## [ABOUT THIS TASK]
Faithfully repeat all of the records, as they are written below.

Dataset entries:
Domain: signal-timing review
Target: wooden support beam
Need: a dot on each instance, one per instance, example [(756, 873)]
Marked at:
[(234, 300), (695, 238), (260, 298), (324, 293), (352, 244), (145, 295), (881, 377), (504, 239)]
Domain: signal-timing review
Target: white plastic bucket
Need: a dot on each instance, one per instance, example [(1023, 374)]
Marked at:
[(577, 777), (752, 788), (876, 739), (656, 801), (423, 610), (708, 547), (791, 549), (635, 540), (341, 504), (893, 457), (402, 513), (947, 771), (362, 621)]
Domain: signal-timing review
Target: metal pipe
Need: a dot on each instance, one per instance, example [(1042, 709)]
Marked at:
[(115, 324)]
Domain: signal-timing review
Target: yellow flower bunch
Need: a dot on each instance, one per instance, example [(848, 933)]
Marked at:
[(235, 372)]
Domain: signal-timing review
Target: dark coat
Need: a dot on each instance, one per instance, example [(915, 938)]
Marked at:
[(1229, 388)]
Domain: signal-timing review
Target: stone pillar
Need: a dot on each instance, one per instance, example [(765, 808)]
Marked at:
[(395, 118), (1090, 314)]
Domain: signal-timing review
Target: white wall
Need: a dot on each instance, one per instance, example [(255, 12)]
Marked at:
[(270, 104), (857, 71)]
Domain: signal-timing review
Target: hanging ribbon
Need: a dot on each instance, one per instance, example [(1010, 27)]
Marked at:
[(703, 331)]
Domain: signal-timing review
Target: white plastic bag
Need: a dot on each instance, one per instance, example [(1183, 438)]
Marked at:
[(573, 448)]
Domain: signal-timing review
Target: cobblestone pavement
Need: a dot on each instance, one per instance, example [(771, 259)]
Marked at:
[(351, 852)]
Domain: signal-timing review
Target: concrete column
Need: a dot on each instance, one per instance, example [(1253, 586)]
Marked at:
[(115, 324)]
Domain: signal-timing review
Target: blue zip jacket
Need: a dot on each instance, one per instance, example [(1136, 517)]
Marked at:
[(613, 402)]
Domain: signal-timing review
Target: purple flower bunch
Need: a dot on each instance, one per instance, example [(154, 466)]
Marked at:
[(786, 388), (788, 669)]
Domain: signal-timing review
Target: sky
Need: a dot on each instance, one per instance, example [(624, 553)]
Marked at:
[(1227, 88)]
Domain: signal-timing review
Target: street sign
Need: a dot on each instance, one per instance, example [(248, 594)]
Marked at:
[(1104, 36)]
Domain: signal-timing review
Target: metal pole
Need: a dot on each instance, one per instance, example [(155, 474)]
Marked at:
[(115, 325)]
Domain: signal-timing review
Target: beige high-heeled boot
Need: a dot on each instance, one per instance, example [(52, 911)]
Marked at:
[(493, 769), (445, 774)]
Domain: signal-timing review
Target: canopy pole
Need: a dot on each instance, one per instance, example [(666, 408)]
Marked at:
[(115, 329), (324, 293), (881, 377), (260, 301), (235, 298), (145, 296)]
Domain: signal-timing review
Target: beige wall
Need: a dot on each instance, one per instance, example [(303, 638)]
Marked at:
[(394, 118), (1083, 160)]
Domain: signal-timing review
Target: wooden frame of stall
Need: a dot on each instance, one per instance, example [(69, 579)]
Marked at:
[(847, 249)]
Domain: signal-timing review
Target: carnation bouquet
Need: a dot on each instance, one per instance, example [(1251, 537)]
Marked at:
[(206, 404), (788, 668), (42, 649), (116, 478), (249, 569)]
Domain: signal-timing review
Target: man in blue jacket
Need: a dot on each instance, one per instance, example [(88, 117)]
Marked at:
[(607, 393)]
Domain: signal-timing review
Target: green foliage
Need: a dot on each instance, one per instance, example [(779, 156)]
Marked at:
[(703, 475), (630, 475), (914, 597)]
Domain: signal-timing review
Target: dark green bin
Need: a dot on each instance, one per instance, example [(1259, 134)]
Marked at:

## [REPLY TO THE EXERCISE]
Domain: signal-timing review
Target: wooden support beam
Need: a dot on each instance, one per instance, example [(756, 873)]
Marked at:
[(234, 300), (695, 238), (260, 298), (324, 293), (352, 244), (145, 295), (881, 377), (504, 239)]
Domain: signal-timing review
Target: white plastic bucket
Need: a dot on each instance, one per instance, example [(1023, 374)]
Marked at:
[(577, 777), (752, 788), (876, 739), (656, 801), (423, 610), (708, 547), (791, 549), (635, 540), (341, 504), (893, 457), (402, 513), (947, 771), (362, 621)]
Domain: signal-timing review
Target: metal pipe
Need: a dot on each instance, one per instance, example [(1042, 709)]
Marked at:
[(115, 324)]
Domain: signal-timing review
Target: yellow flower bunch
Need: a dot on each instance, one per instance, example [(848, 933)]
Marked at:
[(235, 372)]
Domain: signal-timing review
Target: dark coat
Need: a dot on each instance, one per instance, example [(915, 938)]
Marked at:
[(1229, 388)]
Domain: signal-timing review
Target: stone pillar
Need: a dot on each instance, one per instance, example [(765, 808)]
Marked at:
[(395, 118), (1090, 314)]
Domain: signal-timing review
Target: white wall
Need: a dot on each instance, one per instance, example [(255, 12)]
Marked at:
[(270, 104), (857, 71)]
Domain: signal-timing review
Target: hanging ribbon
Need: a dot on each instance, one per instance, example [(1010, 27)]
Marked at:
[(703, 331)]
Domain: signal-timing review
Target: white plastic bag
Need: a dot on each instance, one per instance, example [(1183, 438)]
Marked at:
[(573, 448)]
Domain: signal-timing review
Target: cobblestone pavement
Need: a dot on each instance, one per instance, example [(771, 259)]
Marked at:
[(351, 852)]
Domain: signal-timing review
Target: concrete column
Need: a dot on each instance, one per instance, example [(1253, 586)]
Marked at:
[(115, 324)]
Domain: signal-timing review
Target: blue zip jacket
Need: a dot on each instance, one per instance, example [(1136, 517)]
Marked at:
[(613, 402)]
Domain: signal-timing review
Target: purple flower bunch
Need: a dot on each instance, one per instance, example [(154, 466)]
Marked at:
[(786, 388), (788, 669)]
Domain: signal-timing review
Target: sky
Need: a dot on each instance, one per instance, example [(624, 553)]
Marked at:
[(1227, 88)]
Domain: signal-timing review
Target: street sign
Need: a dot on each instance, one per instance, example [(248, 594)]
Marked at:
[(1104, 36)]
Domain: signal-timing review
Target: metal pole
Need: a dot on each instance, one per instance, example [(155, 474)]
Marked at:
[(115, 325)]
Domain: signal-timing review
Target: beige high-heeled boot
Need: a dot on each instance, one per instance, example [(52, 911)]
Marked at:
[(493, 769), (445, 774)]
Domain: signal-timing review
Target: canopy pole
Need: a dot on each instance, one per instance, example [(666, 408)]
Marked at:
[(115, 329), (324, 293), (881, 377), (260, 301), (235, 298), (145, 296)]
Domain: signal-timing review
Target: beige wall
Need: a dot on each instance, one per instance, example [(303, 638)]
Marked at:
[(394, 118), (1083, 160)]
Domain: signal-timing review
Target: wooden frame of stall
Need: a dot on each instance, one per instance, example [(69, 579)]
Marked at:
[(847, 249)]
Domain: signal-timing review
Target: carnation bouquet
Need: a dot on each instance, one per instance, example [(1251, 537)]
Marked at:
[(206, 404), (788, 668), (42, 649), (116, 478), (249, 569)]
Domain: signal-timing review
Target: man in blue jacket
Need: a dot on each instance, one per instance, example [(88, 117)]
Marked at:
[(607, 393)]
Domain: signal-timing review
Target: green foliage
Need: a dot on each instance, one per instance, example [(779, 156)]
Marked at:
[(703, 475), (630, 475), (914, 597)]
Domain: signal-timing review
Target: dark green bin
Need: a dot on each instance, one per instance, example [(1259, 134)]
Marked at:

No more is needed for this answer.